Source text:
>> Begin

# Song of Ice and Fire



## Khazad-dum (Oct 19, 2003)

Hi everybody,

I was curious if any of you have read "A Song of Ice and Fire" series...If you have, is it worth picking up? I've finished LoTR and am looking for a new fantasy story to read.


----------



## Zale (Oct 20, 2003)

I've read the first book, but never got round to the rest. It was not so good the first time round but much better the second. It involves a lot of politics, some battles and not a little incest.
If you want some new fantasy, try "The View From The Mirror" quartet, by Ian Irvine. It starts off as creative but conventional, but near the end turns things upside down. Definitely worth a try.


----------



## Kahmûl (Oct 20, 2003)

I think David Eddings books are quite good too.


----------



## Legolam (Oct 21, 2003)

Who writes "A Song of Ice and Fire"?

>> End

Data shown:

>> Begin

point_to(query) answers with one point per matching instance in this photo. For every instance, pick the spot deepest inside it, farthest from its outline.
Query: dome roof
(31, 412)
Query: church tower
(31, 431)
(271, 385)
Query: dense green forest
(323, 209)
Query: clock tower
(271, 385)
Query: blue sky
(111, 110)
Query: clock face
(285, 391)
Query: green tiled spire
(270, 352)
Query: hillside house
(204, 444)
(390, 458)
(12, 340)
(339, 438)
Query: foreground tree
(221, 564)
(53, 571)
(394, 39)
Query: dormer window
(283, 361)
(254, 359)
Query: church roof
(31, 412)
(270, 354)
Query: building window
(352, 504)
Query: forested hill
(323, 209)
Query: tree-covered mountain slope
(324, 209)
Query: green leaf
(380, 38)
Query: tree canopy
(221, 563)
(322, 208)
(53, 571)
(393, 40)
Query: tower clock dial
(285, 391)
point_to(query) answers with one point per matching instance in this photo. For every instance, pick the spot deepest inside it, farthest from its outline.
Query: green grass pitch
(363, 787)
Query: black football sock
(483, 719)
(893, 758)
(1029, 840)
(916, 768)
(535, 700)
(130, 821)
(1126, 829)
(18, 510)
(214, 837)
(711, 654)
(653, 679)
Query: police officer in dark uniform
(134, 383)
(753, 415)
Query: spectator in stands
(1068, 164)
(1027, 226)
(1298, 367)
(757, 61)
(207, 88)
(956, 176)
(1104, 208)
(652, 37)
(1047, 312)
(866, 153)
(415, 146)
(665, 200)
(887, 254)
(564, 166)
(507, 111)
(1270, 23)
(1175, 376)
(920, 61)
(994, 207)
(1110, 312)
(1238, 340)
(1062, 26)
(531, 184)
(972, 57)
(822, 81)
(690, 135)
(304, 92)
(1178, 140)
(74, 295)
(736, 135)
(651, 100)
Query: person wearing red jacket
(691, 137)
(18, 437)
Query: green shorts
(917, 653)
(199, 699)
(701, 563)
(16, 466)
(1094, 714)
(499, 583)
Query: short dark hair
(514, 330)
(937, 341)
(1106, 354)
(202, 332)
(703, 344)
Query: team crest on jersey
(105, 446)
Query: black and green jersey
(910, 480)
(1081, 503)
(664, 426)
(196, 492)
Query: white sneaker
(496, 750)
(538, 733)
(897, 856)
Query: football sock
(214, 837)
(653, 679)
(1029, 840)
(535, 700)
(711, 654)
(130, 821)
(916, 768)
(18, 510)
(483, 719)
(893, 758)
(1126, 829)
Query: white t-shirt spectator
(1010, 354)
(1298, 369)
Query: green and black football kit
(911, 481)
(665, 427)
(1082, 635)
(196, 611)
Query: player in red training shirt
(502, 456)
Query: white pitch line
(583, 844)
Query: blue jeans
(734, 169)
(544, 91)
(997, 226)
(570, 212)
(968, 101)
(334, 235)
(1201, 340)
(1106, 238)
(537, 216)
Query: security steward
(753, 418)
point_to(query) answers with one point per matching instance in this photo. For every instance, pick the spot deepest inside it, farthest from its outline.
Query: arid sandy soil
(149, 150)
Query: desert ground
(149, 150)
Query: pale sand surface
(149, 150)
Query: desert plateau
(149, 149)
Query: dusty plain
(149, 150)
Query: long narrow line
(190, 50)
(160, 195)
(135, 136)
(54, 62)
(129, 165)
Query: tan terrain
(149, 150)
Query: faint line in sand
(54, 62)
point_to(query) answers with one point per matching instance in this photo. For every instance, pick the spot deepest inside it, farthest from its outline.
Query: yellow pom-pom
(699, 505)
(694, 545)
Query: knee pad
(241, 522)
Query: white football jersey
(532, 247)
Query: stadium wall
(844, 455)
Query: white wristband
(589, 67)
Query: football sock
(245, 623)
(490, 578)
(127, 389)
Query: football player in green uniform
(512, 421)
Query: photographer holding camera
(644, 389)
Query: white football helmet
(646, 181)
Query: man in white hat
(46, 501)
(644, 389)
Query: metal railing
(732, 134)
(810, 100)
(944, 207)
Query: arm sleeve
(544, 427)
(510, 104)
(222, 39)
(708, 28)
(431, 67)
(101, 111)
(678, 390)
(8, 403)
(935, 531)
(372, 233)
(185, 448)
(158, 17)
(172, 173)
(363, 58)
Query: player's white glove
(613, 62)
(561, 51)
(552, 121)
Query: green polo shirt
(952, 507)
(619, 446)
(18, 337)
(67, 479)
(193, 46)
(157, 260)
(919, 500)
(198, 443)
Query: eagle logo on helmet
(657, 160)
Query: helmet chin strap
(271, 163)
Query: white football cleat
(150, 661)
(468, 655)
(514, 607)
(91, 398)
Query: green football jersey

>> End

Stated problem:
Answer from the forum thread on "A Song of Ice and Fire":
1. Which series has Khazad-dum finished?
2. Who wrote "The View From The Mirror" quartet?
3. Whose books does Kahmûl consider quite good?

Task output:
1. LoTR
2. Ian Irvine
3. David Eddings